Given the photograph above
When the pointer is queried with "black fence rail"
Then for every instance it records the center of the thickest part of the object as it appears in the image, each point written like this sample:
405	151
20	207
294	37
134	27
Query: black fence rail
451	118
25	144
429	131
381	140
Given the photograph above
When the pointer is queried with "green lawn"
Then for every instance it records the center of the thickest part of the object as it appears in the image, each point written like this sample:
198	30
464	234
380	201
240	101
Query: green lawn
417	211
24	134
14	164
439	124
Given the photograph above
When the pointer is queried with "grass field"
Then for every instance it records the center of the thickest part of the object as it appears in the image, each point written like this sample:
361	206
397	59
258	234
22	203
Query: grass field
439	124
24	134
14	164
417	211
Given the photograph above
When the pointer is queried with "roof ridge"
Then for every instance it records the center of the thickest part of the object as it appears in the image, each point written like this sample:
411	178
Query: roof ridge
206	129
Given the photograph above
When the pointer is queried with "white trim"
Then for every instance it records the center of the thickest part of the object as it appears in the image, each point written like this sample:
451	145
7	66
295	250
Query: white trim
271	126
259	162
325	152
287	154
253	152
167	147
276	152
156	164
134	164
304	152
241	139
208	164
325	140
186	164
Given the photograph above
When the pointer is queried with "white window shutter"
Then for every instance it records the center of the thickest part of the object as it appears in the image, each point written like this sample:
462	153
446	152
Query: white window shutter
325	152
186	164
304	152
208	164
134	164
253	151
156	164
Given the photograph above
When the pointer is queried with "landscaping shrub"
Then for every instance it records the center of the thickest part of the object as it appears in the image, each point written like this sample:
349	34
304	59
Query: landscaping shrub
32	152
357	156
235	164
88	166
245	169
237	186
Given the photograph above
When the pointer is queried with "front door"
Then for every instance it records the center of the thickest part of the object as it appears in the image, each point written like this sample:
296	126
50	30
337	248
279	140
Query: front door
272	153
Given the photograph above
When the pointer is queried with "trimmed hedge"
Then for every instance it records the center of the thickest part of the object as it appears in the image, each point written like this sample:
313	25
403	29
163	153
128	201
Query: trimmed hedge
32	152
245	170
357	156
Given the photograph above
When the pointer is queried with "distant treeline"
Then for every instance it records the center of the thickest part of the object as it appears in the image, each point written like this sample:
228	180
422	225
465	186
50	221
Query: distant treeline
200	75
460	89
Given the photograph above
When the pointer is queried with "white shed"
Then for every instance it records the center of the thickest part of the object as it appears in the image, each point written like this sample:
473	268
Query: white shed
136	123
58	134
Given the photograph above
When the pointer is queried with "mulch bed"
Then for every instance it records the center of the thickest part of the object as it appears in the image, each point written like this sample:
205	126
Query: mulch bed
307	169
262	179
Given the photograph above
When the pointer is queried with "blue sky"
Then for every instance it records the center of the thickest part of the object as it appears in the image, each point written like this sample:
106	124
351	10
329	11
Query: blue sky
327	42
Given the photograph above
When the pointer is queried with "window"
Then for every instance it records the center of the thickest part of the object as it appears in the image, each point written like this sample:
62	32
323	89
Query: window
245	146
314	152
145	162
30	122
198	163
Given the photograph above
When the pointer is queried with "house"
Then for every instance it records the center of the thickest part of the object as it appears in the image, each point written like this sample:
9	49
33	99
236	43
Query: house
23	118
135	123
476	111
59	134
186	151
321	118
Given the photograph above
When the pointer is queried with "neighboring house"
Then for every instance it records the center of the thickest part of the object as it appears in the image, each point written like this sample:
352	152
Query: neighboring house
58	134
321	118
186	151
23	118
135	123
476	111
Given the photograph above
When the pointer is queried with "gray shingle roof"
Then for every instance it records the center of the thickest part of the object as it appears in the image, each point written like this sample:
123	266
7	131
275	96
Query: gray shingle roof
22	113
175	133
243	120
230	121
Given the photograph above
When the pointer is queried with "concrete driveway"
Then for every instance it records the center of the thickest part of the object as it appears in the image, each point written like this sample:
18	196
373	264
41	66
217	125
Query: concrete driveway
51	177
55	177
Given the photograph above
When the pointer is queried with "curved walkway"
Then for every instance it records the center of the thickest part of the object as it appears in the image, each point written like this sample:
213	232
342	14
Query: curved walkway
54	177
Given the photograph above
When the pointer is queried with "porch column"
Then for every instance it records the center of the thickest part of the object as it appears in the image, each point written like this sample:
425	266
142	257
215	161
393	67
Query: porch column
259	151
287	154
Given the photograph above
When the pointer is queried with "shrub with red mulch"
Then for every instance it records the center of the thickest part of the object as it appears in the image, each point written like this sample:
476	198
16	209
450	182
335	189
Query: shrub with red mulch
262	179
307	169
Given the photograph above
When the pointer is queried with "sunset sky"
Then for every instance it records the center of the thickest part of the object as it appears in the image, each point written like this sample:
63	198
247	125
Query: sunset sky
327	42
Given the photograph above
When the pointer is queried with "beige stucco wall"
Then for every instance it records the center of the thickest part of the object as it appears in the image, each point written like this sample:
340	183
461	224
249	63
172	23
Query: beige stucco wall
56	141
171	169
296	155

────

Problem requirements
Each entry above needs to be output exactly.

Your response
Given the photograph above
When the pointer is queried with "black fence rail"
Then for every instance it records the center of the thickest part of the object as it appears in the image, each point written like this sample:
405	151
20	207
294	37
134	27
Query: black fence rail
451	118
25	144
429	131
381	140
Given the photograph above
When the pointer is queried with "green lawn"
Then for every instance it records the center of the thickest part of the object as it appears in the image, each point written like this sample:
198	30
464	234
380	201
240	101
Query: green lawn
417	211
24	134
14	164
439	124
Given the photograph above
When the pointer is queried with "grass field"
Then for every instance it records the center of the thickest part of the object as it appears in the image, each point written like this sample:
361	206
397	59
258	234
22	203
Query: grass field
439	124
24	134
14	164
417	211
Given the photograph above
When the pointer is queried with "roof ridge"
Then for every instance it records the center of the thickest part of the object as it appears in the image, each point written like this sample:
411	178
Query: roof ridge
206	129
Given the photograph above
When the pointer is queried with "white trim"
Then for every instance it records the center of the thickest part of the object as it appears in the image, each point written like this sample:
451	145
7	66
295	250
Query: white trim
271	126
259	162
325	152
287	154
253	152
167	147
276	152
156	164
134	164
304	152
241	139
208	164
325	140
186	164
Given the photograph above
When the pointer is queried with "white window shutter"
Then for every instance it records the center of the thickest part of the object as it appears in the image, each point written like this sample:
462	153
446	152
Query: white window shutter
325	152
186	164
304	152
208	164
134	164
253	151
156	164
Given the photograph above
When the pointer is queried with "landscaping shrub"
Then for every instance it records the center of the thickest part of the object as it appears in the image, each point written like this sample:
349	34
304	59
Query: landscaping shrub
32	152
357	156
235	164
88	166
245	169
237	186
Given the photograph above
When the pointer is queried with "front door"
Then for every instance it records the center of the thickest part of the object as it appears in the image, each point written like this sample:
296	126
50	30
337	248
279	140
Query: front door
272	153
Given the photograph above
When the pointer is queried with "trimmed hedge"
Then for every instance it records the center of the thickest part of the object as it appears in the image, each point written like this sample:
313	25
403	29
163	153
128	201
Query: trimmed hedge
32	152
245	170
357	156
Given the photograph above
When the pointer is queried with "distant treeline"
Then for every instance it records the center of the thickest part of the object as it appears in the image, each point written like this sample:
228	180
422	225
465	186
50	221
Query: distant treeline
200	75
460	89
Given the photograph above
When the pointer is queried with "white shed"
Then for every instance it records the center of the thickest part of the object as it appears in the image, each point written like this sample:
473	268
Query: white shed
136	123
58	134
Given the photograph above
When the pointer is queried with "mulch bed"
Then for every instance it records the center of the thickest part of the object as it appears in the image, each point written like this sample:
205	126
Query: mulch bed
307	169
262	179
Given the photograph above
When the pointer is queried with "blue sky"
Then for every instance it records the center of the thickest part of the object as it appears in the image, each point written like this sample:
106	124
351	10
329	11
Query: blue sky
327	42
Given the photograph above
When the pointer is queried with "window"
Then for every instance it records the center of the thickest part of the object as it appears in the image, each point written like this sample:
62	32
323	89
Query: window
245	146
314	152
145	162
30	122
198	163
Given the photograph above
When the pointer is queried with "house"
Then for every instance it records the center of the thickest part of the object as it appears in the image, each point written like this sample:
9	49
33	99
236	43
Query: house
23	118
135	123
476	111
59	134
186	151
321	118
Given the photograph above
When the pointer is queried with "neighboring house"
Then for every instance it records the center of the thickest part of the object as it appears in the image, each point written like this sample:
352	152
Query: neighboring house
58	134
321	118
186	151
23	118
135	123
476	111
Given the photograph above
When the pointer is queried with "gray shingle roof"
Then for every instance it records the center of the thickest part of the object as it appears in the image, each point written like this sample:
123	266
7	131
275	96
Query: gray shingle roof
22	113
175	133
243	120
230	121
Given the photograph above
When the pointer is queried with "concrete driveway"
Then for every instance it records the center of the thickest part of the object as it appears in the image, each point written like this sample:
18	196
373	264
41	66
217	125
Query: concrete driveway
51	177
55	177
Given the photograph above
When the pointer is queried with "curved walkway"
Then for every instance it records the center of the thickest part of the object as it appears in the image, each point written like this sample:
213	232
342	14
Query: curved walkway
54	177
Given the photograph above
When the pointer is queried with "porch column"
Then for every instance it records the center of the thickest part of the object as it appears in the image, each point written like this sample:
425	266
142	257
215	161
393	67
Query: porch column
259	151
287	154
Given the photograph above
When the pointer is queried with "shrub with red mulch"
Then for every instance it records the center of the thickest part of the object as it appears in the image, each point written like this sample:
476	198
16	209
450	182
335	189
Query: shrub with red mulch
262	179
307	169
Given the photograph above
When the pointer is queried with "sunset sky"
Then for every instance it records the center of the thickest part of the object as it appears in the image, each point written like this sample:
63	198
247	125
Query: sunset sky
327	42
Given the photograph above
When the pointer is queried with "beige stucco wall"
Then for every instance it records the center of the thickest part of the object as it appears in the image, each point written like this sample:
340	183
461	224
249	63
172	23
Query: beige stucco wall
56	141
171	169
296	155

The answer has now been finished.